Samarinda – Industri fosil adalah salah satu sektor yang bertanggung jawab pada meningkatnya emisi gas rumah kaca di bumi ini. Apalagi, di Kalimantan Timur yang notabene jadi penghasil batu bara utama di negara ini. Peran perusahaan pun harus dikejar untuk mendorong transisi energi berkeadilan.
Jika seluruh negara menjalankan komitmen iklim, permintaan batu bara diperkirakan turun 20 persen sebelum 2030 dan 70 persen sebelum 2050. Padahal, pada 2022, batu bara menyumbang 44 persen terhadap PDRB Kalimantan Timur, 15 persen pendapatan daerah, dan 10 persen serapan tenaga. Komitmen iklim ini merupakan hasil kesepakatan COP 21 Paris, yang mengharuskan pembatasan kenaikan suhu hingga 1,5 derajat Celsius.
“Salah satu penyebab kenaikan suhu adalah emisi gas rumah kaca dari energi fosil seperti batu bara,” jelas Ketua Dewan Pembina Yayasan Mitra Hijau Dicky Edwin Hindarto dalam seminar bertajuk Mendorong Peran Perusahaan dalam Transisi Energi Berkeadilan dan Transformasi Ekonomi di Kalimantan Timur pada Kamis, 21 November 2024, di Ruang Mancong, Hotel Mesra, Samarinda.
Maka dari itu, transisi energi tidak bisa ditunda lagi mengingat kondisi perubahan iklim yang semakin parah. Oleh karena itu, ia menyarankan beberapa langkah strategis bagi perusahaan. Pertama, menggunakan dana CSR untuk investasi energi terbarukan, pemberdayaan komunitas, dan kolaborasi dengan berbagai pihak guna mendukung transisi energi berkeadilan. Kedua, mendukung penelitian, inovasi, dan pengembangan solusi rendah karbon.
Dicky juga mengusulkan sinergi multipihak untuk mengintegrasikan CSR ke dalam peta jalan transisi energi nasional maupun daerah. Ia menekankan perlunya transparansi dalam proyek CSR serta percepatan birokrasi. Universitas, pusat penelitian, LSM, dan NGO dapat berperan sebagai mitra implementasi.
“Ke depan, diperlukan kerja sama dari semua pihak agar implementasi transisi energi berkeadilan dan transformasi ekonomi di Kalimantan Timur dapat memastikan tidak ada satu pun yang tertinggal,” jelasnya.

**Entri yang Diberikan**.
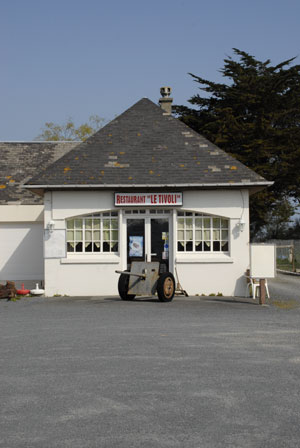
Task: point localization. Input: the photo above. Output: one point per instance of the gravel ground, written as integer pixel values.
(285, 290)
(99, 372)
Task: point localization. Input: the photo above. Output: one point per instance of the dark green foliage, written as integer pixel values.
(256, 119)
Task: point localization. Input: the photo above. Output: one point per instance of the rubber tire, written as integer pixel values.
(163, 278)
(123, 287)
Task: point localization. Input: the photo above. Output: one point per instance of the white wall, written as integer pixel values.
(198, 273)
(21, 255)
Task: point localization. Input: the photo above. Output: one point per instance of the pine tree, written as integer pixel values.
(255, 117)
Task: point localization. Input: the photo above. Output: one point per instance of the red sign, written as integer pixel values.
(148, 199)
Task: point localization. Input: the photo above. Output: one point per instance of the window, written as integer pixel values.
(93, 234)
(147, 211)
(202, 233)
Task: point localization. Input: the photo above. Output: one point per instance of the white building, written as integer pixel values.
(148, 180)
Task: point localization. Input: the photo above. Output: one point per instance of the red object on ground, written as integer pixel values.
(23, 291)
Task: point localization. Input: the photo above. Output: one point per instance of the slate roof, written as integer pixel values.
(144, 147)
(19, 161)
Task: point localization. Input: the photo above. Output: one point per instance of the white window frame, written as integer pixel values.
(194, 215)
(110, 214)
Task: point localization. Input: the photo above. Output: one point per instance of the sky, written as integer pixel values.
(76, 58)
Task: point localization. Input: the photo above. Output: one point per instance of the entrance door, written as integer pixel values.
(160, 241)
(148, 240)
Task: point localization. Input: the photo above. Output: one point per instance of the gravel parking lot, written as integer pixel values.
(99, 372)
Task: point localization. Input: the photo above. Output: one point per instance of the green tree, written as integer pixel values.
(255, 117)
(68, 131)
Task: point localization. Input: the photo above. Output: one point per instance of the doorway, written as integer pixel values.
(148, 239)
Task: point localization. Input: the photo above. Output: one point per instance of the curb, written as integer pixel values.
(297, 274)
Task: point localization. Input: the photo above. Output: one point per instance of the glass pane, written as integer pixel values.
(180, 223)
(106, 235)
(70, 235)
(207, 245)
(216, 223)
(114, 235)
(88, 247)
(160, 240)
(88, 235)
(96, 224)
(96, 247)
(198, 223)
(96, 235)
(70, 224)
(88, 223)
(216, 245)
(189, 246)
(106, 247)
(78, 235)
(189, 235)
(115, 247)
(135, 239)
(224, 246)
(198, 234)
(114, 223)
(106, 223)
(206, 234)
(224, 234)
(78, 223)
(70, 247)
(206, 223)
(198, 246)
(180, 246)
(78, 247)
(216, 234)
(189, 223)
(180, 234)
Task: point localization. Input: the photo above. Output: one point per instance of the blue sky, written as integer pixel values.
(75, 58)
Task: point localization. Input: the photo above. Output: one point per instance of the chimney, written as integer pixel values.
(166, 101)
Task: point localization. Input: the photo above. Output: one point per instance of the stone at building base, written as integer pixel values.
(8, 291)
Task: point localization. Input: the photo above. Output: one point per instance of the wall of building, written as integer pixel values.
(21, 242)
(85, 275)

**Ketentuan Latihan**.
(1) Nilailah apakah tiap pernyataan berikut sesuai dengan teks bacaan, dengan jawaban ya atau tidak beserta kutipan persis kata-kata teks yang menentukannya: (a) Pada 2022, batu bara menyumbang 44 persen terhadap PDRB Kalimantan Timur. (b) Seminar tersebut diadakan di Balikpapan. (c) Permintaan batu bara diperkirakan turun 70 persen sebelum 2030.
(2) Salin tanpa perubahan bagian teks bacaan dari "Jika seluruh negara" sampai "1,5 derajat Celsius.".

**Jawaban Tugas**.
(1)
(a) Ya: "pada 2022, batu bara menyumbang 44 persen terhadap PDRB Kalimantan Timur"
(b) Tidak: "di Ruang Mancong, Hotel Mesra, Samarinda"
(c) Tidak: "permintaan batu bara diperkirakan turun 20 persen sebelum 2030 dan 70 persen sebelum 2050"

(2)
Jika seluruh negara menjalankan komitmen iklim, permintaan batu bara diperkirakan turun 20 persen sebelum 2030 dan 70 persen sebelum 2050. Padahal, pada 2022, batu bara menyumbang 44 persen terhadap PDRB Kalimantan Timur, 15 persen pendapatan daerah, dan 10 persen serapan tenaga. Komitmen iklim ini merupakan hasil kesepakatan COP 21 Paris, yang mengharuskan pembatasan kenaikan suhu hingga 1,5 derajat Celsius.